[GIVEN ENTRIES Boundary: Start]
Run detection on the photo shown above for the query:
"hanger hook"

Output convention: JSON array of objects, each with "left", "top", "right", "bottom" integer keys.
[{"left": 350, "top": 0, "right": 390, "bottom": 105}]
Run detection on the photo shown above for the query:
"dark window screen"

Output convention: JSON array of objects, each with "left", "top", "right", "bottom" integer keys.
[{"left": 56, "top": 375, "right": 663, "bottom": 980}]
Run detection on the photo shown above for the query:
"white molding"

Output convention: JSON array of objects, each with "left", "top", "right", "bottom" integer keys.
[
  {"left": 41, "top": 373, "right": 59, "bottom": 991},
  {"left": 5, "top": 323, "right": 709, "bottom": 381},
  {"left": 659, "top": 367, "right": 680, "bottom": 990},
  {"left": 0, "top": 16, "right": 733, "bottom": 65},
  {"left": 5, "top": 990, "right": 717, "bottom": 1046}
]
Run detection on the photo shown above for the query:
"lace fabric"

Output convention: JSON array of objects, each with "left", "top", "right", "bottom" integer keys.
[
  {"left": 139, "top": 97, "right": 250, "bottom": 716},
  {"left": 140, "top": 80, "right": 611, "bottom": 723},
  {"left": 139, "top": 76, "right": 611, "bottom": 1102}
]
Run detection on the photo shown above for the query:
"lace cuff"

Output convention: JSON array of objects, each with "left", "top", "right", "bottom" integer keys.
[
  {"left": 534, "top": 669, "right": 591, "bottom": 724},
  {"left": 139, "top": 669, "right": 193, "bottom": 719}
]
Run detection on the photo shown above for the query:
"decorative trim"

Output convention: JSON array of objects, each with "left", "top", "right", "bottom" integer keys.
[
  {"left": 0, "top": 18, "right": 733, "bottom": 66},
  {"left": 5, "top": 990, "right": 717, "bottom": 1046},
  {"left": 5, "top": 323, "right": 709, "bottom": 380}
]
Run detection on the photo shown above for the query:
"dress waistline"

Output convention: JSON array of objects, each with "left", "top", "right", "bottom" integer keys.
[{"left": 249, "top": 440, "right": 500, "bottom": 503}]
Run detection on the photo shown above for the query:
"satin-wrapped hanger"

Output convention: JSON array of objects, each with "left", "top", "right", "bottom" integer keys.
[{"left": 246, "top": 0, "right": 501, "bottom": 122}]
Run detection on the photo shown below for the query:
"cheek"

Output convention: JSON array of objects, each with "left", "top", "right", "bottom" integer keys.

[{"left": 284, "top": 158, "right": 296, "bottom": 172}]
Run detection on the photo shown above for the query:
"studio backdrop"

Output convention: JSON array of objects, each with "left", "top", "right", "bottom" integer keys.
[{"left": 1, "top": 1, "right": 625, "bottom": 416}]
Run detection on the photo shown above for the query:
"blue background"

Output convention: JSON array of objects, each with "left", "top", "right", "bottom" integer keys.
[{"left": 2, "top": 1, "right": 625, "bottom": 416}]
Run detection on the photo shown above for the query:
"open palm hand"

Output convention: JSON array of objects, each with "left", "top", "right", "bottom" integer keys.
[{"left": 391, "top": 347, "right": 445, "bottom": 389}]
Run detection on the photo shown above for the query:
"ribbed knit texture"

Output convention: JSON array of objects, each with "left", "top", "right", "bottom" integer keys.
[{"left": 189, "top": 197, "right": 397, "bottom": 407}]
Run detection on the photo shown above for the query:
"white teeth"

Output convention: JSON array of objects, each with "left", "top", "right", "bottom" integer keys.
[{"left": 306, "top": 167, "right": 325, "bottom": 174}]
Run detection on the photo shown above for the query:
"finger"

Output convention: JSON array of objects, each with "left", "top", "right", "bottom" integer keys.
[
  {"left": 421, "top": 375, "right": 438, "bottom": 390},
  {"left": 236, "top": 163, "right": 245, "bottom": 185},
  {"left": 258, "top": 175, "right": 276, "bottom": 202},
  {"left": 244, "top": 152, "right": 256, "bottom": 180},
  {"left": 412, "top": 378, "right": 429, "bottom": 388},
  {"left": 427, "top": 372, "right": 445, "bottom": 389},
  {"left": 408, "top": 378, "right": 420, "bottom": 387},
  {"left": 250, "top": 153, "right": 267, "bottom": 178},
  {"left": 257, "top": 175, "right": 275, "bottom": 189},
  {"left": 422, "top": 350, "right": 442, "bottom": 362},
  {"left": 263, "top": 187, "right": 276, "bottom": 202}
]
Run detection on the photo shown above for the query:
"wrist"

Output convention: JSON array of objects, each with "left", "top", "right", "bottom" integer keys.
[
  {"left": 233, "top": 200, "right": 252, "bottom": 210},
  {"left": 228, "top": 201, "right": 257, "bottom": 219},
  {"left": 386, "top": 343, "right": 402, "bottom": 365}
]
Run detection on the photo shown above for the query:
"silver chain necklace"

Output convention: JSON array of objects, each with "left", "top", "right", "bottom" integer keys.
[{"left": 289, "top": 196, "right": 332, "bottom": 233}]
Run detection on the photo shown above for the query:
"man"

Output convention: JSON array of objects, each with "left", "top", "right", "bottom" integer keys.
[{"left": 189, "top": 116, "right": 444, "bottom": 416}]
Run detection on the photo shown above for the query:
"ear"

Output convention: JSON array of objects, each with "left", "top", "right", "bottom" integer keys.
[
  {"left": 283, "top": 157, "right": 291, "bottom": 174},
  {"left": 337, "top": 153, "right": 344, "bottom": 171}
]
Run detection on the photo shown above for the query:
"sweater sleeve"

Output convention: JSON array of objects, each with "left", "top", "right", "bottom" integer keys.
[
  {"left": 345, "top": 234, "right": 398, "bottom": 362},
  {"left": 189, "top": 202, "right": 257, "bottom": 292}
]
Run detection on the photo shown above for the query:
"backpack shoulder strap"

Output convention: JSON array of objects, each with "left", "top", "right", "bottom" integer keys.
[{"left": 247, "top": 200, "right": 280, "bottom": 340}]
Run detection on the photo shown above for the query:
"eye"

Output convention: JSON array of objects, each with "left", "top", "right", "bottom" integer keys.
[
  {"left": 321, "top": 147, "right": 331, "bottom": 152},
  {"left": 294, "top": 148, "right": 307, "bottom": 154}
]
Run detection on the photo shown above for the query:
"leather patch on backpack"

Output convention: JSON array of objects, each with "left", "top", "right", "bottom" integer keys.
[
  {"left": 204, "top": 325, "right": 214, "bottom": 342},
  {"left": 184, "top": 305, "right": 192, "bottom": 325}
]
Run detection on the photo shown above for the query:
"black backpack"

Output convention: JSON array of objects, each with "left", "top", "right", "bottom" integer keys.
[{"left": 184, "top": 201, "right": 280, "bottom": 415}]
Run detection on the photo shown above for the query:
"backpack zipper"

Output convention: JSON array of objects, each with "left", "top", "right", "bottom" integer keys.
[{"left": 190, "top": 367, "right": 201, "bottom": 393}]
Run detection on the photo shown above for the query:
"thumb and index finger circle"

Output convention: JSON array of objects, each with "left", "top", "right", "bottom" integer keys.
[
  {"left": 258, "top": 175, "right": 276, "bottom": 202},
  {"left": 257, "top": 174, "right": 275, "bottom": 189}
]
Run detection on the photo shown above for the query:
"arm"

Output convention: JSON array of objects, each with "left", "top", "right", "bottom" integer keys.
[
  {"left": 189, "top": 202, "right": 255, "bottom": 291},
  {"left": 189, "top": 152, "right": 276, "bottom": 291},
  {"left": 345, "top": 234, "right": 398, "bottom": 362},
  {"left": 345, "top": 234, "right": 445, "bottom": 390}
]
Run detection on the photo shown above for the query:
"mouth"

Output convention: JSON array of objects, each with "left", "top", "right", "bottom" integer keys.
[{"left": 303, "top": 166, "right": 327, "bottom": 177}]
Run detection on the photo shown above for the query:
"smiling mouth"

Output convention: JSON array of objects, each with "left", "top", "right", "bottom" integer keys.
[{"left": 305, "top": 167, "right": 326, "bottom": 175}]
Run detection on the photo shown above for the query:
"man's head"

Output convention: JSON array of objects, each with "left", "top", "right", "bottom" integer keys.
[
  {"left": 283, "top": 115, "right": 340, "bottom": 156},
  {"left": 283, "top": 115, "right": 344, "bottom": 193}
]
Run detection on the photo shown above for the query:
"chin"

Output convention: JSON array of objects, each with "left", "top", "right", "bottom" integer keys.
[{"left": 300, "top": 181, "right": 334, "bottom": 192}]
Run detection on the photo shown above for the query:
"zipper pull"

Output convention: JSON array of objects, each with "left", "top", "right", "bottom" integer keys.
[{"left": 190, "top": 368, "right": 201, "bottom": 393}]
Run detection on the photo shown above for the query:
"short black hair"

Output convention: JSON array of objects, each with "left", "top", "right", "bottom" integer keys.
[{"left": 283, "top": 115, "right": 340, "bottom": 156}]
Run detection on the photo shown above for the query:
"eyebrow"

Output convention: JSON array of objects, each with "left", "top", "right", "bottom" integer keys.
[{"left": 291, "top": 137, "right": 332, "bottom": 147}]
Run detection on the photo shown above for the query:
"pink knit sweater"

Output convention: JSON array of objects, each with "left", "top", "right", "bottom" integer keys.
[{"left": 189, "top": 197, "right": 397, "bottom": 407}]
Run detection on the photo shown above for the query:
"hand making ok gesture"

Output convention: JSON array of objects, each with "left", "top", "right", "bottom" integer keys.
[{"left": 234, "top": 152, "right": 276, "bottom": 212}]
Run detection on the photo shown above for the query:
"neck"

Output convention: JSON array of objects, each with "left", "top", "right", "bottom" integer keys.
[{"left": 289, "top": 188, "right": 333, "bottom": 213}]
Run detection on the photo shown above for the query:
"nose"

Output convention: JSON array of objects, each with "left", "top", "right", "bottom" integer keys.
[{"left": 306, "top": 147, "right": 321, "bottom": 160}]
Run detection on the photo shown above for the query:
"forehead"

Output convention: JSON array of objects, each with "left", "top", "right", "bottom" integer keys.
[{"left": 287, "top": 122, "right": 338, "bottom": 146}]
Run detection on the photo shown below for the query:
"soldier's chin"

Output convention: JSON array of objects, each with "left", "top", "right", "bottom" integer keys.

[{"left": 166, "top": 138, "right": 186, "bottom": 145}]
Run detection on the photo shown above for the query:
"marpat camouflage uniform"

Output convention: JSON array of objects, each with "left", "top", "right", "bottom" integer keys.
[GIVEN ENTRIES Boundary: End]
PROMPT: Which lines above include the word "finger"? Return each one.

OUTPUT FOR THIS EXERCISE:
"finger"
"thumb and index finger circle"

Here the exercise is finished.